**Text section:**

Chartist is a bi-monthly democratic socialist magazine which has been published in Britain since the 1970s. The magazine is based in London. Its name is inspired by the Chartists, a British democratic movement which existed from 1838–1857.

History and profile
The magazine's editorial policy is firmly aligned with the "democratic socialist left" within the Labour Party, supporting such causes as the Grassroots Alliance slate in Labour National Executive Committee elections and the Save The Labour Party initiative. Its readership and editorial board are not confined, however, to the Labour Party or any one of its factions. This is because it seeks to invite debate with the broader left including greens and various independence movements. It has offered support to Jeremy Corbyn as leader of the Labour party. Chartist defines its policy as being "to promote debate amongst people active in radical politics about the contemporary relevance of democratic socialism across the spectrum of politics, economics, science, philosophy, art, interpersonal relations – in short, the whole realm of social life".

**Dataset section:**
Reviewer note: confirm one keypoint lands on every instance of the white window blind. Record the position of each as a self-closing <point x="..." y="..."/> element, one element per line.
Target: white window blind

**Exercise:** Write out the Chartist passage word for word, beginning at "Chartist is a" and stopping after "existed from 1838–1857.". The listing is drawn from a different source than the Chartist passage.

**Answer for this exercise:**
Chartist is a bi-monthly democratic socialist magazine which has been published in Britain since the 1970s. The magazine is based in London. Its name is inspired by the Chartists, a British democratic movement which existed from 1838–1857.